SELECTED TEXT:
Interestingly, in terms of appendiceal visualization, we did not observe a significant difference between ULDCT and D-ULDCT. The appendix was well visualized in most patients on both the ULDCT and D-ULDCT images, with a range of 77.8–91.7% for ULDCT and 79.4–92.2% for D-ULDCT, respectively. Considering that a previous study achieved good visualization in more than 85% of cases with 2-mSv CT [34], appendiceal visualization might be slightly compromised, although the formal statistical comparison is limited. However, regardless of the degree of appendix visualization, radiologists achieved a good diagnostic performance (AUC, 0.94–0.97) for appendicitis in D-ULDCT, which aligns with the previous study’s findings [34]. Intriguingly, radiologists could accurately diagnose or rule out appendicitis in most cases, even if the appendix was not visualized. While we cannot provide a definitive explanation for this finding, we assume that radiologists possibly relied on secondary findings, such as fat infiltration or fluid collection in the right lower quadrant of the abdomen, to aid in their diagnostic decision-making.

Regarding the artificial sensation in denoised images, board-certified abdominal radiologists perceived D-ULDCT as more artificial, whereas radiology residents found it more natural. We hypothesized that the images from D-ULDCT might be less familiar and more artificial to experienced radiologists who are accustomed to reading CT images with filtered back projection or iterative reconstruction. On the other hand, D-ULDCT might seem more clear and natural to less experienced residents compared to ULDCT, and this partially contributed to the finding that D-ULDCT improved the diagnostic accuracies of the two residents.

WHAT IS NEEDED:
Answer these questions from the passage above on denoised ultra-low-dose CT for appendicitis.
(a) What range of appendiceal visualization is given for D-ULDCT?
(b) What AUC range did radiologists achieve for appendicitis in D-ULDCT?
(c) Which readers found D-ULDCT more natural?

DATASET:
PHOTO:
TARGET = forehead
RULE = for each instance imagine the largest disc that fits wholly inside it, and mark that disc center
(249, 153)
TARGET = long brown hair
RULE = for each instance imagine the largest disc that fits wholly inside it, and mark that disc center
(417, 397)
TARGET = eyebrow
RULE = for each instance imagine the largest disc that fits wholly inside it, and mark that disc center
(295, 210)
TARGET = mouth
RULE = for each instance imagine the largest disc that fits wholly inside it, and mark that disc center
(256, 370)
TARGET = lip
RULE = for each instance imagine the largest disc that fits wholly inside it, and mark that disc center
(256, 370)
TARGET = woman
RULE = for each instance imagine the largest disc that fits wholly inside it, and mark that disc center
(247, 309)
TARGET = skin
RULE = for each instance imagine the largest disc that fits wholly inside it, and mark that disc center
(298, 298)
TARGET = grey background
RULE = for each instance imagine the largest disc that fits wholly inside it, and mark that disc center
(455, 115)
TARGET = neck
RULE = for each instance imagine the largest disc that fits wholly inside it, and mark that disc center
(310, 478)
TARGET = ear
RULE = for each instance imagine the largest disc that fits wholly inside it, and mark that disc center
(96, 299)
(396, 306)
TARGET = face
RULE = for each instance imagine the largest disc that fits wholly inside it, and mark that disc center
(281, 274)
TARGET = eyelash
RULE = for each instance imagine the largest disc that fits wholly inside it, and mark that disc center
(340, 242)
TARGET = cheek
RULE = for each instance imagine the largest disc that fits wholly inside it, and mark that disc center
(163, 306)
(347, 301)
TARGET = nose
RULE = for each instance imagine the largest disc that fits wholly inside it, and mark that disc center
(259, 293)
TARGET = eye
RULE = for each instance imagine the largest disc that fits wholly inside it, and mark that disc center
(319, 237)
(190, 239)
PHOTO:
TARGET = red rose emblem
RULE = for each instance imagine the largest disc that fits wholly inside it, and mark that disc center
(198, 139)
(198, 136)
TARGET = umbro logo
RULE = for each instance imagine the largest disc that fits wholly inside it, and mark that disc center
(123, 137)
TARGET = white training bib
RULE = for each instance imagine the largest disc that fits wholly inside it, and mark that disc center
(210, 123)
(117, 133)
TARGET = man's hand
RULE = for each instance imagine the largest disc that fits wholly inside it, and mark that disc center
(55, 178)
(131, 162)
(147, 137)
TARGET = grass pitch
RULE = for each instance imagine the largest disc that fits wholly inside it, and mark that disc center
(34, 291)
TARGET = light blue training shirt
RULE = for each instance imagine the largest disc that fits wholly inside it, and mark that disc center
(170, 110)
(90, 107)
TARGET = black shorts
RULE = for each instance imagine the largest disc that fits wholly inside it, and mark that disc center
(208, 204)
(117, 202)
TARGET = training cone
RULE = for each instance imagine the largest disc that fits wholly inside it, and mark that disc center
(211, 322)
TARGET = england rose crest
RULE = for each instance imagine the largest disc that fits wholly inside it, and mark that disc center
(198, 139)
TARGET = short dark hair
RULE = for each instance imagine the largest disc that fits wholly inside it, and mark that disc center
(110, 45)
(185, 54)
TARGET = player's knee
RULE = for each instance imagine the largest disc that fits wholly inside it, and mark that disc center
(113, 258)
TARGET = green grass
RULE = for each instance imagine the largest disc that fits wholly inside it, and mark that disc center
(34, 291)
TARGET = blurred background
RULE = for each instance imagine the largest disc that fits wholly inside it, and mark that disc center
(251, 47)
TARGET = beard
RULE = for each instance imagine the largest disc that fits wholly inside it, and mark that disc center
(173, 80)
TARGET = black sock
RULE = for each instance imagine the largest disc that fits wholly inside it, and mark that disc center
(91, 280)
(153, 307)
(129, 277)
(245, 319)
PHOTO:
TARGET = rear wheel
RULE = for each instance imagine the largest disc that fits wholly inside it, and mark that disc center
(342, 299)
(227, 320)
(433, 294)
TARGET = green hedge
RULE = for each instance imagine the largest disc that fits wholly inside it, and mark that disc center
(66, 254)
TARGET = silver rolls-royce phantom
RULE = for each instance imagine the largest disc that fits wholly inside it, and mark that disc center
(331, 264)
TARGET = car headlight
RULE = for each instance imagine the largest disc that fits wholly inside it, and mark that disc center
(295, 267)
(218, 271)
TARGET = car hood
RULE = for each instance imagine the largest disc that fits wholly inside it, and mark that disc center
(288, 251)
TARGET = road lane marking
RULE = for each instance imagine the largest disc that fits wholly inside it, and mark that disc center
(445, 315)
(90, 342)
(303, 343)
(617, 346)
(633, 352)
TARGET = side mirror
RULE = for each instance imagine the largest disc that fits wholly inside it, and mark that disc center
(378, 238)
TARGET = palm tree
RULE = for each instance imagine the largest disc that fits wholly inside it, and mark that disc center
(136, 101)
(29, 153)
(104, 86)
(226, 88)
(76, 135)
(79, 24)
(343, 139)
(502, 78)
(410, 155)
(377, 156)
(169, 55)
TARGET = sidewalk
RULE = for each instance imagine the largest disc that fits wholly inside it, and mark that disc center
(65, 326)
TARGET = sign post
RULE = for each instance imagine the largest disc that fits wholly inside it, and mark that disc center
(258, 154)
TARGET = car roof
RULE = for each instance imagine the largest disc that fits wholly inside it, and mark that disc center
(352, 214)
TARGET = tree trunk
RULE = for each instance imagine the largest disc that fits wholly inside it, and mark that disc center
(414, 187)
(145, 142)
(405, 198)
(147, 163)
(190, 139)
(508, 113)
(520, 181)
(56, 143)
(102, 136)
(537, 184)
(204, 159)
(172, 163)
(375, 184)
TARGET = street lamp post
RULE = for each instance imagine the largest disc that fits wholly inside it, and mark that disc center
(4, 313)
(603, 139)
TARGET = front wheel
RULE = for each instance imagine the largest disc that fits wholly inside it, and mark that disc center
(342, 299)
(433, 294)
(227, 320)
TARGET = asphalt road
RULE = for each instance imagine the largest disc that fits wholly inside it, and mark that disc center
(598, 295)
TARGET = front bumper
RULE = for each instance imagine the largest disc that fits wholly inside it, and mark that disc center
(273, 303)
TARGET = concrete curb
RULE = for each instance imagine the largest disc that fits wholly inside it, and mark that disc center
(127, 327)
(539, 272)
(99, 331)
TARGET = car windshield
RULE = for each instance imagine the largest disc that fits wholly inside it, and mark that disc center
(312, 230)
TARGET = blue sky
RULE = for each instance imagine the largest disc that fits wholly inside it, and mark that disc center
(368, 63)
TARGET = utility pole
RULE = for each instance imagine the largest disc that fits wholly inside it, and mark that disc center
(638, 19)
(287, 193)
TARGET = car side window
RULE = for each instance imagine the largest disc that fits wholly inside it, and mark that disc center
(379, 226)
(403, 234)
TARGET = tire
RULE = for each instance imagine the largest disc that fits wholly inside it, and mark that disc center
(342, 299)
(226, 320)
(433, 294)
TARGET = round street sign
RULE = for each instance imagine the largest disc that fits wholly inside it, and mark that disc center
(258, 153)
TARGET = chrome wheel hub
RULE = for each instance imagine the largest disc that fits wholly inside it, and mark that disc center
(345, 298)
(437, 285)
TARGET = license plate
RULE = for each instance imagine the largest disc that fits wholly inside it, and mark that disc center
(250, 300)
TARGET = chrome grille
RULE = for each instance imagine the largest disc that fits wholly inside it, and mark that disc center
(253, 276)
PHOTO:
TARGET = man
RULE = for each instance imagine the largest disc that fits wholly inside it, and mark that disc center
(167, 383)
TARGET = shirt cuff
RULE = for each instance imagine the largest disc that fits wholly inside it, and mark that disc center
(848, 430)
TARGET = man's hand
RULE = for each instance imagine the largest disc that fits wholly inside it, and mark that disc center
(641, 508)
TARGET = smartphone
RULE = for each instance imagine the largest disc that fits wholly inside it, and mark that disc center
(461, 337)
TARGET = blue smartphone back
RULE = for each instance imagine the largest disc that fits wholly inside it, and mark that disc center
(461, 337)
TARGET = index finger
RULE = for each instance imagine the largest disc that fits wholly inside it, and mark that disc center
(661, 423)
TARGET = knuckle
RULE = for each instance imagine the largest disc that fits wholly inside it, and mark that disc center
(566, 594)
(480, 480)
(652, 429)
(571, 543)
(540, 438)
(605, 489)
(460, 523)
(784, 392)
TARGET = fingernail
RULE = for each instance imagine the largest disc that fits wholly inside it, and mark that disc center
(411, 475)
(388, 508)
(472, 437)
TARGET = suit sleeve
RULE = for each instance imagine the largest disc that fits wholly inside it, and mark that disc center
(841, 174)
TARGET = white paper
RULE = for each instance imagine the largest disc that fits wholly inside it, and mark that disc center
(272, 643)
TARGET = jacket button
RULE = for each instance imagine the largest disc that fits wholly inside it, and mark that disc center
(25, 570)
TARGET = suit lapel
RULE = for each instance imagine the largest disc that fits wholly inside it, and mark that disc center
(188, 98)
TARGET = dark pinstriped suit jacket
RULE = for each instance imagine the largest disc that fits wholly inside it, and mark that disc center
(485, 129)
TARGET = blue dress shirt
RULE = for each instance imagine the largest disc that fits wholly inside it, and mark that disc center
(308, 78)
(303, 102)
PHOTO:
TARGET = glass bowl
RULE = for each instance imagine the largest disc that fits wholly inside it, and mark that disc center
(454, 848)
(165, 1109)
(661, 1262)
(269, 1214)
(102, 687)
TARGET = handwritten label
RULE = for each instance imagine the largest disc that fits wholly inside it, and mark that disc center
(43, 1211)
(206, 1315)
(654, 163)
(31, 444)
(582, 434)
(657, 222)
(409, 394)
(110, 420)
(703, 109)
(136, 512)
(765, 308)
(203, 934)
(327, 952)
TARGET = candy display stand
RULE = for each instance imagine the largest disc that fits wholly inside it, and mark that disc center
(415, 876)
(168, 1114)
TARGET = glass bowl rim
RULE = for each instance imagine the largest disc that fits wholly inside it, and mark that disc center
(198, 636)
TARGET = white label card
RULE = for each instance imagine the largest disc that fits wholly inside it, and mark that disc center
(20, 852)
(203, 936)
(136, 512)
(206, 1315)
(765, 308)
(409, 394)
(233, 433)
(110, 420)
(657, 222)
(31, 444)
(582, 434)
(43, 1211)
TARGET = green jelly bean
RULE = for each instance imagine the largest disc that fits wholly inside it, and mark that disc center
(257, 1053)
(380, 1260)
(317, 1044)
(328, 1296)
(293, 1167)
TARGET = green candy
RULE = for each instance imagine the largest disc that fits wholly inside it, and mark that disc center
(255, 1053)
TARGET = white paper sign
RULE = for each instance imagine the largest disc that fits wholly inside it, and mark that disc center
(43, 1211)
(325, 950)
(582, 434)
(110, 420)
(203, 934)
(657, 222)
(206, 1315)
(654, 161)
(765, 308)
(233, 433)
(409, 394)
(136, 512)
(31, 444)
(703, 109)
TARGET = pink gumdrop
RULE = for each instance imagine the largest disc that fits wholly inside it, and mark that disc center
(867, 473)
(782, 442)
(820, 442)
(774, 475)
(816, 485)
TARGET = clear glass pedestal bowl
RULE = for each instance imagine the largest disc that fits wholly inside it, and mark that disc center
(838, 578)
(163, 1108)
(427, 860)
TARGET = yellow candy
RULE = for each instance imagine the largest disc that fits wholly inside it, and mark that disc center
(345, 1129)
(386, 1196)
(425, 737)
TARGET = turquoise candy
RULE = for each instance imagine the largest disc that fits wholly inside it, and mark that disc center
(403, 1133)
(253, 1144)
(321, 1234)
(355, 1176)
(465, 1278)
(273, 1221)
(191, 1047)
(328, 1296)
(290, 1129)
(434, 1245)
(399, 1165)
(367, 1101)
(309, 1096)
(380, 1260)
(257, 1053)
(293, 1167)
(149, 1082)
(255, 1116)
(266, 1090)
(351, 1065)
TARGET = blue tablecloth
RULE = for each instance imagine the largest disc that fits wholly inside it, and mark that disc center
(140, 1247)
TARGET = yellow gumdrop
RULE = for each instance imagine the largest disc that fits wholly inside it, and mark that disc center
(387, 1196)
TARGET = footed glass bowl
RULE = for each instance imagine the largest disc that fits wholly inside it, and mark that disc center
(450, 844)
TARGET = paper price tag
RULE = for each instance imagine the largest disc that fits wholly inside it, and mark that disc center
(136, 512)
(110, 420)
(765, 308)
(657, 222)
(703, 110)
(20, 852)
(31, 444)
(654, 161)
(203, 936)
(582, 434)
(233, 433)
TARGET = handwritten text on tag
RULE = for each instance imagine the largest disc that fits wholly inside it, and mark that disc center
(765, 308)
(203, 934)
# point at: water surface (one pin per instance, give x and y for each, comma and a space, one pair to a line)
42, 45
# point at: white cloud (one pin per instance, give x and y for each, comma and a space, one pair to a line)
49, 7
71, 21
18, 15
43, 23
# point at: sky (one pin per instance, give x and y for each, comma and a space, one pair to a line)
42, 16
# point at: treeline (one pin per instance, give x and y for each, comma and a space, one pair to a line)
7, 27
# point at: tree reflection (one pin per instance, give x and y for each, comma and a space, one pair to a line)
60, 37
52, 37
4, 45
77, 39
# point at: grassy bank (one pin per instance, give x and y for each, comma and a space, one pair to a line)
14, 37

RESPONSE AREA:
(a) 79.4–92.2%
(b) 0.94–0.97
(c) Radiology residents